→ **Task objective**: Locate the string "Find" in the records below. Copy every line where it occurs.

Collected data
........

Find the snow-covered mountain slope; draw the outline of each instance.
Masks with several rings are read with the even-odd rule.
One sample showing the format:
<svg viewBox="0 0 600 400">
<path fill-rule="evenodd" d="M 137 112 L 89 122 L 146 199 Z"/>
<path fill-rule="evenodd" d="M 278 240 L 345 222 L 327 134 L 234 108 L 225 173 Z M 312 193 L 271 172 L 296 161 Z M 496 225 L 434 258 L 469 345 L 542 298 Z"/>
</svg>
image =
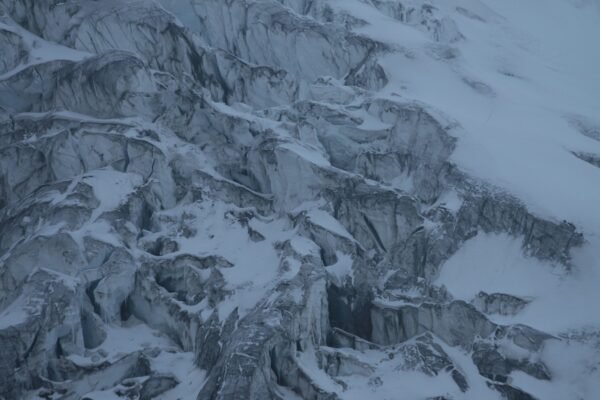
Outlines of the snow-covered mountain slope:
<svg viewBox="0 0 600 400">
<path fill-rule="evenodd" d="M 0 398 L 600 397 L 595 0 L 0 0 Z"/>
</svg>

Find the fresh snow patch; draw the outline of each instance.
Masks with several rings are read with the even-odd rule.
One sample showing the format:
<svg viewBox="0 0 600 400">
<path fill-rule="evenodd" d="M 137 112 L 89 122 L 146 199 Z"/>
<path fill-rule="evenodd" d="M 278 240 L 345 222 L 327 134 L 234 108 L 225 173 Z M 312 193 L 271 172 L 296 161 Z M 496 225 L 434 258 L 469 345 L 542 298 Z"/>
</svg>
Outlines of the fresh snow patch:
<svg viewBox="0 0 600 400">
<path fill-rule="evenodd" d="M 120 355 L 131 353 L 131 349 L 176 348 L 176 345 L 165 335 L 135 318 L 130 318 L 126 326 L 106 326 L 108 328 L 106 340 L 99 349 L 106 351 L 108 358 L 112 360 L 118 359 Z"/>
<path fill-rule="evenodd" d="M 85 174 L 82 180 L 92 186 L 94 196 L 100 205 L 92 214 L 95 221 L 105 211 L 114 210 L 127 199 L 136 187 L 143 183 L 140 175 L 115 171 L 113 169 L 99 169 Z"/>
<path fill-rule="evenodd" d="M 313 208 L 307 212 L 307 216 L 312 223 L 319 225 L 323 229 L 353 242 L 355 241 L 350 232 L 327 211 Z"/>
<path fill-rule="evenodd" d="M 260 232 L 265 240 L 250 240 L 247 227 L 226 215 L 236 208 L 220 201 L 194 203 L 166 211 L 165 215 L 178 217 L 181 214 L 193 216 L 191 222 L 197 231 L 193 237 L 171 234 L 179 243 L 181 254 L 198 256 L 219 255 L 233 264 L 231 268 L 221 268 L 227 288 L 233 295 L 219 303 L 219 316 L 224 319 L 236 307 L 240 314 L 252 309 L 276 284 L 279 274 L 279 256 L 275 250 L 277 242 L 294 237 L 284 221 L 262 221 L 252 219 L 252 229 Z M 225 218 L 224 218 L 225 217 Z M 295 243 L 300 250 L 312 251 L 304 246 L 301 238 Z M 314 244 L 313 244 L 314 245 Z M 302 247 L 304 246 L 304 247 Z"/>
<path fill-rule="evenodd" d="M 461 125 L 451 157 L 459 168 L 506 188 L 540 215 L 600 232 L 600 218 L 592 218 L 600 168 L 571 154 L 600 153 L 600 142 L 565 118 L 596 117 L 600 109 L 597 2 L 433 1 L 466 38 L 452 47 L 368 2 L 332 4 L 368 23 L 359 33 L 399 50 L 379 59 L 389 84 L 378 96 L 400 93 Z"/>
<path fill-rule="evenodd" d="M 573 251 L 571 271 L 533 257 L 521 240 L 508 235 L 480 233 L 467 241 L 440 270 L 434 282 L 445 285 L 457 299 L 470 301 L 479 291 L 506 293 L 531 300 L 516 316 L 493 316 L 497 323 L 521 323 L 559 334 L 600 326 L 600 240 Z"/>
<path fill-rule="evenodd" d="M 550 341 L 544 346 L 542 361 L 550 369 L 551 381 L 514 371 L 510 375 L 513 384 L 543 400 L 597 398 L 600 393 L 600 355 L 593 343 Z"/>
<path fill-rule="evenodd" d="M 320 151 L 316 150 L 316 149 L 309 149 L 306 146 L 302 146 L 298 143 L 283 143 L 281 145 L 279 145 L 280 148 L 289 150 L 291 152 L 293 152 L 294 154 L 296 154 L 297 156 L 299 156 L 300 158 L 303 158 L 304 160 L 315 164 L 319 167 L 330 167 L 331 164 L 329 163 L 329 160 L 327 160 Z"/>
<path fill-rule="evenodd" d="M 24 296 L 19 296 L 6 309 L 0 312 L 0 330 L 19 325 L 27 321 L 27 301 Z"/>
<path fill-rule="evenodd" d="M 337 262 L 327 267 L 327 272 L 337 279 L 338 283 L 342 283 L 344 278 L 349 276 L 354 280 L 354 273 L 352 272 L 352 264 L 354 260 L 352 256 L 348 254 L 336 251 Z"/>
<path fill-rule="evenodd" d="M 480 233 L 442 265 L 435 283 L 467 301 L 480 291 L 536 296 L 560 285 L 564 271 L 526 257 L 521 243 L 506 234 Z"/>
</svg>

........

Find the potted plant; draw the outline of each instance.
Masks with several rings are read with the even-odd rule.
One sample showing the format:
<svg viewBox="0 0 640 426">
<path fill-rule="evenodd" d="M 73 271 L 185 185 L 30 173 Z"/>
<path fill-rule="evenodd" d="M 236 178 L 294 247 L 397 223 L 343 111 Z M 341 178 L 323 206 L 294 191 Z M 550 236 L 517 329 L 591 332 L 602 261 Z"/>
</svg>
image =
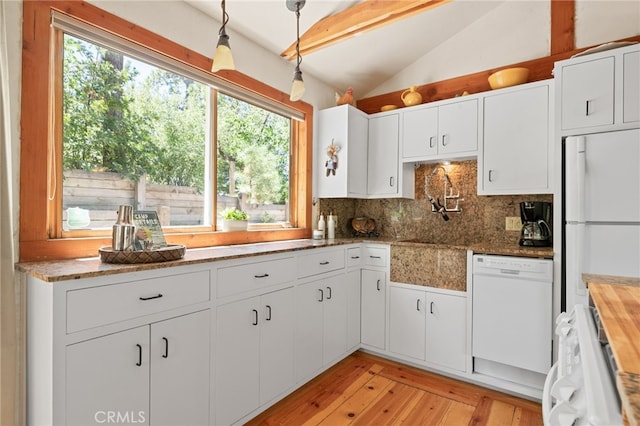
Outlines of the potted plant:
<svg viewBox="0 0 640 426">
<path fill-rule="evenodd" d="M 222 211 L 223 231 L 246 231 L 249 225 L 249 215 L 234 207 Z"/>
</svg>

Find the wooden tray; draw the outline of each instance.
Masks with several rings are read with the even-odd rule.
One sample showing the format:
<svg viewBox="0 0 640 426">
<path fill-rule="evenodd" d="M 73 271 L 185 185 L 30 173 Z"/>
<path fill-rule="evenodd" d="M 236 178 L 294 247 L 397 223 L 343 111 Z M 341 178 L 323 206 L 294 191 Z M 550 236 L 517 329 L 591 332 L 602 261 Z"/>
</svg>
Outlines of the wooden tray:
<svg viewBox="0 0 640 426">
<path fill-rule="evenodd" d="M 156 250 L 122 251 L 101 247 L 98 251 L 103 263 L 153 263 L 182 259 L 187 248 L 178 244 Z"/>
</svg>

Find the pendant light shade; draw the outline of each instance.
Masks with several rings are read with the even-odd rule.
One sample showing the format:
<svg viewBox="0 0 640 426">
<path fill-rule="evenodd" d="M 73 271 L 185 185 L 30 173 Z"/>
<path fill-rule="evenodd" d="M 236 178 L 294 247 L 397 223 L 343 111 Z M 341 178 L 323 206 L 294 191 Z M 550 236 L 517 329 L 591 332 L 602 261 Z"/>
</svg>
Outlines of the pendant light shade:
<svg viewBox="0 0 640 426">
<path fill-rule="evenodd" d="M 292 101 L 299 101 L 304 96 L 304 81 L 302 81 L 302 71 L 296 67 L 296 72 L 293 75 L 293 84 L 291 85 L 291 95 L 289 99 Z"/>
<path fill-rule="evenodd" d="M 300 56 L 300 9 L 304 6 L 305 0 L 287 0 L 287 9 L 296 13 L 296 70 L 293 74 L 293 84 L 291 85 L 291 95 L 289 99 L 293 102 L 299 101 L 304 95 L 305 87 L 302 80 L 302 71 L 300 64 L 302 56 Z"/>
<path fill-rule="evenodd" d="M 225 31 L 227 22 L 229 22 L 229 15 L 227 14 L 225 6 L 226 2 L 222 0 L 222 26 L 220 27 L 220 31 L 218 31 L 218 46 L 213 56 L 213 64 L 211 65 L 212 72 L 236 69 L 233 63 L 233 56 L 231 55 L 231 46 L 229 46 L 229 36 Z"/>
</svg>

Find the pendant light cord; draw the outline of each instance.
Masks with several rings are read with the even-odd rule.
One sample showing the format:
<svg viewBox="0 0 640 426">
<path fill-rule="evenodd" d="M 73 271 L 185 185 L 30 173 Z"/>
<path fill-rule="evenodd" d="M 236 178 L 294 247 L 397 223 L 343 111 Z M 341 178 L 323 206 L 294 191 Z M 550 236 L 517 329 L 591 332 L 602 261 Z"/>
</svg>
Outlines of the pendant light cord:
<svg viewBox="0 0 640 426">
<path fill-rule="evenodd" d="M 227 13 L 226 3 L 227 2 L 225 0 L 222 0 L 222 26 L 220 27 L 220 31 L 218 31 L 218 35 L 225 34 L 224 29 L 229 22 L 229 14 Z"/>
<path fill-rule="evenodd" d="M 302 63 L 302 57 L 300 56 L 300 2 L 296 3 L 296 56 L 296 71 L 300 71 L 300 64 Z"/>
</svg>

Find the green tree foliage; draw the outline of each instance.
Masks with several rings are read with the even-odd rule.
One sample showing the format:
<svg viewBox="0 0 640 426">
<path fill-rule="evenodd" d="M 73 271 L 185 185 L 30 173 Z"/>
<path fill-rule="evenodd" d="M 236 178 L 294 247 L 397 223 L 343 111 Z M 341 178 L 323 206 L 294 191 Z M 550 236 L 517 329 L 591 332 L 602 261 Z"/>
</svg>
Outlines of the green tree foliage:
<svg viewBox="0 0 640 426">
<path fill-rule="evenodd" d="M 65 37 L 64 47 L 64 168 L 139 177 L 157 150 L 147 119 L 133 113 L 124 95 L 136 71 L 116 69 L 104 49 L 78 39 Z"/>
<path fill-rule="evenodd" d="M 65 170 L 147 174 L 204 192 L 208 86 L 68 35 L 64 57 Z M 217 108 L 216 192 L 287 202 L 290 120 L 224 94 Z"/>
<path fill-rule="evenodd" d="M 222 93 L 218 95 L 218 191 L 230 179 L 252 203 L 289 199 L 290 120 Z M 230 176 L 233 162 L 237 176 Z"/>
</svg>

........

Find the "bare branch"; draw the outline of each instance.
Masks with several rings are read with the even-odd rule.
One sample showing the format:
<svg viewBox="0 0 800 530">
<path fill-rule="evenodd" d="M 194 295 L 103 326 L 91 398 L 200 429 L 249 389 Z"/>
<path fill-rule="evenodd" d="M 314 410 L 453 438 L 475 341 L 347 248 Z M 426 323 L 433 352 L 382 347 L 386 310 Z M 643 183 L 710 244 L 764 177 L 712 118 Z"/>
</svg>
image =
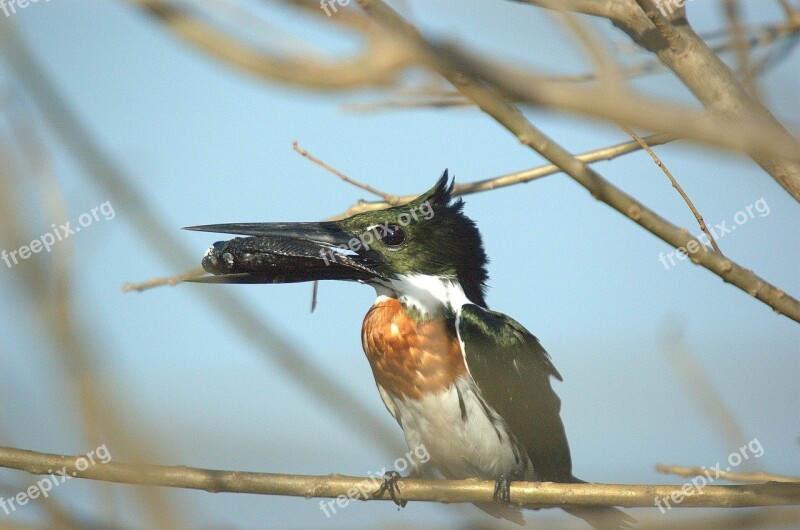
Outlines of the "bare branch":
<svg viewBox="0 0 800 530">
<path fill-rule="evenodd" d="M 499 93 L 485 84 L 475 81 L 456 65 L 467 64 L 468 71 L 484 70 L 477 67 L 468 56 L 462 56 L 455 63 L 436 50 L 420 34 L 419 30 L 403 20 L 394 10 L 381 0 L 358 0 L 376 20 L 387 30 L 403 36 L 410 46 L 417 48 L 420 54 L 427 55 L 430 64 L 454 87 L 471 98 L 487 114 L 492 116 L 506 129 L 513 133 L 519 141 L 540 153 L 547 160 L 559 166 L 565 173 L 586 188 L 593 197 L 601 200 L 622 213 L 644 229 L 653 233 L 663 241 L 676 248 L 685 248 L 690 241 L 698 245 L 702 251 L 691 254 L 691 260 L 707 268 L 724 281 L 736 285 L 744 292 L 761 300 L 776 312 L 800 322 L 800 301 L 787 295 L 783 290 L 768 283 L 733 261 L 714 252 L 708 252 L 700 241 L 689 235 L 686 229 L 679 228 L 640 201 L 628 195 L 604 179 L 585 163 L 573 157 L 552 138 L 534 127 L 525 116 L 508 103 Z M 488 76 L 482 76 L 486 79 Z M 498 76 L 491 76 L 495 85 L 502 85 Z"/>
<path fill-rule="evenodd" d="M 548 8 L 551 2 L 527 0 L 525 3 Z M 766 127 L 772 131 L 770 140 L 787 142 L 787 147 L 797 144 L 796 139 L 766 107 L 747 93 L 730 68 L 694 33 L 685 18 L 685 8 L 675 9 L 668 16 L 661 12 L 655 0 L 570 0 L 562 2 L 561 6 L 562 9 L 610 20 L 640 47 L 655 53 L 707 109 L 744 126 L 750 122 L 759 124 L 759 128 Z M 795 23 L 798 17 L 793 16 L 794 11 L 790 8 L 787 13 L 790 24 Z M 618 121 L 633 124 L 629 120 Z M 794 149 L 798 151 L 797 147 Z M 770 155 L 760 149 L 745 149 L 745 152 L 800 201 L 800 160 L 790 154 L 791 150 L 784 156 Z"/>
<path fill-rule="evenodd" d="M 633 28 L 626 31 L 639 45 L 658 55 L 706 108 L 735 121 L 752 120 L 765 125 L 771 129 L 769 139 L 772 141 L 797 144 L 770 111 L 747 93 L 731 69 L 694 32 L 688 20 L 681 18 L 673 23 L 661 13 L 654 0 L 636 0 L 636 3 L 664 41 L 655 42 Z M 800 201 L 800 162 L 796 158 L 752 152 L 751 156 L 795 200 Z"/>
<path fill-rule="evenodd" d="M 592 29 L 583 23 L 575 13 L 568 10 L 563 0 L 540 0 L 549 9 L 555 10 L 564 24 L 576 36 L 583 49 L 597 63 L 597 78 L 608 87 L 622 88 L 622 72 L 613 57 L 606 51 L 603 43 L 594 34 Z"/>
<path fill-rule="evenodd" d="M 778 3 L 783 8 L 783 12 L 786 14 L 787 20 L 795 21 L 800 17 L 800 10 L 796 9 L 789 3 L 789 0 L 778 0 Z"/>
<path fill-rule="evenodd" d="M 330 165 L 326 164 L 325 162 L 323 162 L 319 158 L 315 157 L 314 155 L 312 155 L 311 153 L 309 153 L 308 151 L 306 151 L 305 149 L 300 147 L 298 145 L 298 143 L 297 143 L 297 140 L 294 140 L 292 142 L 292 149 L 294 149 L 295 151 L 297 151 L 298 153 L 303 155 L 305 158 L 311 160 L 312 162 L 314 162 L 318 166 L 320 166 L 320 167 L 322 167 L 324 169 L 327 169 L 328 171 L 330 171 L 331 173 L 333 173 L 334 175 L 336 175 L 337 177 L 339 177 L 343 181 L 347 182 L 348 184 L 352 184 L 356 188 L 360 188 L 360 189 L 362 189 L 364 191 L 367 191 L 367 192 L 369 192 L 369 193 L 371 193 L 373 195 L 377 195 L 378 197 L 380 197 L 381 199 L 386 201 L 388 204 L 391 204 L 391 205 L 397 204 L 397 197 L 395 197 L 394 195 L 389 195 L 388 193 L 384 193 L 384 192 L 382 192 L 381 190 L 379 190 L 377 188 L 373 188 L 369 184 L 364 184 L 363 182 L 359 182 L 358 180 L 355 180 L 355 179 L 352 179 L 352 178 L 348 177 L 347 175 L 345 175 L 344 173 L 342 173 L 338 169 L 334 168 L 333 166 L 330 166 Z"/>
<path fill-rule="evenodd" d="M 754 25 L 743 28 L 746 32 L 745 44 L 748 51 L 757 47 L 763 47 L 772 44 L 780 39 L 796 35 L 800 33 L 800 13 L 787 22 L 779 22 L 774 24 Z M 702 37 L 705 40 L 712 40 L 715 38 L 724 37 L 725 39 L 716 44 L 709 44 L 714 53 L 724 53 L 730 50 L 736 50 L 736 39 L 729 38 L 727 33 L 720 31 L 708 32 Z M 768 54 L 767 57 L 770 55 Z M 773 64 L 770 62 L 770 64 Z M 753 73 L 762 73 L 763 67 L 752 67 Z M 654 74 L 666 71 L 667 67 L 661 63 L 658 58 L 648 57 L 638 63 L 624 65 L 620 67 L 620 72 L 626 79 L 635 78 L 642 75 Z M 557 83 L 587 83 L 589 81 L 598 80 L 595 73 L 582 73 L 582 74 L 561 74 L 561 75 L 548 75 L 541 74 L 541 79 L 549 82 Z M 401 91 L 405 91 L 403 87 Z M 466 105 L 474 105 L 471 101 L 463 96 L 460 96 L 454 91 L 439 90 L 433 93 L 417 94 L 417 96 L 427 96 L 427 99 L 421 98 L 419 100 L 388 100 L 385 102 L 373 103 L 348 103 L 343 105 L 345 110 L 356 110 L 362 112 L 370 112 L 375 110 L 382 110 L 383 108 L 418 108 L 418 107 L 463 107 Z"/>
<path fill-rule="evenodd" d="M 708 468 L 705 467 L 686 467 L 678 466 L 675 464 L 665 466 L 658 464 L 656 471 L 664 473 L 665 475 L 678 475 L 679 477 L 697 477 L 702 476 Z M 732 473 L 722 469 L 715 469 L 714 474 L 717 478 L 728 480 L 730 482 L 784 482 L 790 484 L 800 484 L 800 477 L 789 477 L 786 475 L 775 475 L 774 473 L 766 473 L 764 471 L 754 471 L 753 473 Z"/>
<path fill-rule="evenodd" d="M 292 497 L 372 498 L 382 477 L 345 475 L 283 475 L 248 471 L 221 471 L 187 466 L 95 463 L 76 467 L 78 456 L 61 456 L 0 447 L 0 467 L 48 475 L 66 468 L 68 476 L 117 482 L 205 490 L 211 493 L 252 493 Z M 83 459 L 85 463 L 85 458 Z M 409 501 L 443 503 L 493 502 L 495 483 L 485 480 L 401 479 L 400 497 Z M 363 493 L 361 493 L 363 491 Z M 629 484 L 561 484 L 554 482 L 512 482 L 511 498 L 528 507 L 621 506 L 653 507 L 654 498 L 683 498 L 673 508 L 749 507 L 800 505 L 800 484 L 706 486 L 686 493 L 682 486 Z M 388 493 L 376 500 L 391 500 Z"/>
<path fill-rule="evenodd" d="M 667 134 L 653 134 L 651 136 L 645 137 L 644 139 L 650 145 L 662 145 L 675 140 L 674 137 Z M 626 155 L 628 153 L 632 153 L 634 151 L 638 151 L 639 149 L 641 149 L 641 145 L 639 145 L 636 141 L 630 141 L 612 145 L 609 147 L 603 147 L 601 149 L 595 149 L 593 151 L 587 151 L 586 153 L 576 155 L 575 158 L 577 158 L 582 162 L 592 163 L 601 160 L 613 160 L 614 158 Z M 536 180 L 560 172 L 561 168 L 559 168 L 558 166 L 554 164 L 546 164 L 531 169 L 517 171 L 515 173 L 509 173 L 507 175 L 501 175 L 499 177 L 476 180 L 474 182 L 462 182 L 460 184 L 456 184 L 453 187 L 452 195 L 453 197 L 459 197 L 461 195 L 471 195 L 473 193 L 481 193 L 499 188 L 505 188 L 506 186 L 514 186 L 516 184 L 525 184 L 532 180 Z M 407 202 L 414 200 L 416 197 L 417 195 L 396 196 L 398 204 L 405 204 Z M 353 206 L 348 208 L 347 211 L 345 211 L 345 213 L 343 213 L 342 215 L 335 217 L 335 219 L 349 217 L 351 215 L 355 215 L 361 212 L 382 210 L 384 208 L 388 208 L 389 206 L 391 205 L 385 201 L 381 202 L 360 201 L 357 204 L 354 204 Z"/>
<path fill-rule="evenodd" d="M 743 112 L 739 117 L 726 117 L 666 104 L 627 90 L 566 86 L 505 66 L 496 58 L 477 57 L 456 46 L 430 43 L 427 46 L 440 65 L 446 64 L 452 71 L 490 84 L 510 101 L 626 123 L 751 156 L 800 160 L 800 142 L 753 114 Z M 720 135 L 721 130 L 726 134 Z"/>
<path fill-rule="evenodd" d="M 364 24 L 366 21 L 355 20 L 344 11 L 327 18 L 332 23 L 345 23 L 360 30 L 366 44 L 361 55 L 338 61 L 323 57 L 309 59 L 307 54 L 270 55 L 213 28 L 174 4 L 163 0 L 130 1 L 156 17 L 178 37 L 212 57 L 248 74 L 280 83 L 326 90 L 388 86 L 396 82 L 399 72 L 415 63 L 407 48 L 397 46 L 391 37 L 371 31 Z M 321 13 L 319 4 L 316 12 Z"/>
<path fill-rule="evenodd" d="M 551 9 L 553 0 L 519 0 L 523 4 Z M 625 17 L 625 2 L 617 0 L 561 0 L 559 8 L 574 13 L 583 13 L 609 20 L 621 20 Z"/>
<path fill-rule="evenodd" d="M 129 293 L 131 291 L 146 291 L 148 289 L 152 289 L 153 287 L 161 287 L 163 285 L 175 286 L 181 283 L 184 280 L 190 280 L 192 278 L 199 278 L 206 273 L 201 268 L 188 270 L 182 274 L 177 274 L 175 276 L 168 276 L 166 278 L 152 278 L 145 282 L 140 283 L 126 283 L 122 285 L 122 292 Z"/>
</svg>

........

→ **Result of this exercise**:
Find the snow-covered mountain slope; draw the outline of each instance.
Find the fresh snow patch; draw the outline of each instance.
Find the potted plant; draw the outline of each instance.
Find the wooden tray; draw the outline of each instance.
Find the pendant light shade; draw the outline of each instance.
Find the pendant light cord; draw the outline of each instance.
Find the green tree foliage; draw the outline of each instance.
Find the "bare branch"; draw the outline of each instance.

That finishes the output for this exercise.